▶ Exercise requirements
Answer these from the excerpt on mapping codes to integers:
(a) In what form are the codes held in the raw data?
(b) In which step are the codes converted to integers?
(c) What shape does the output of the select call report?

▶ Excerpt to read
★ ★ ★ ★ ★

While the raw data has codes as strings, naturally, when embedded in the pytorch dataset, they'll get converted to integers. This happens during the forementioned tensorization step. We can see how the codes are mapped to integers by looking at the output code metadata of that step:

>>> code_metadata = pl.read_parquet(tensorized_MEDS_dataset.joinpath("metadata/codes.parquet"))
>>> code_metadata.select("code", "code/vocab_index")
shape: (11, 2)

★ ★ ★ ★ ★

▶ Dataset records
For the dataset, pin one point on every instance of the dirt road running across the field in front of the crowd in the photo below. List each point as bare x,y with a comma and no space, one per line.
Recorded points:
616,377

★ ★ ★ ★ ★

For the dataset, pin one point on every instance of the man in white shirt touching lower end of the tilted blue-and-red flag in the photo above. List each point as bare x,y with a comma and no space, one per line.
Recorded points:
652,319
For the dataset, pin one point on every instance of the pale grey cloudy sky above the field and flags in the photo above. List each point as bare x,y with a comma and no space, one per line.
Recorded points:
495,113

★ ★ ★ ★ ★

▶ Exercise answer
(a) As strings.
(b) The tensorization step.
(c) (11, 2)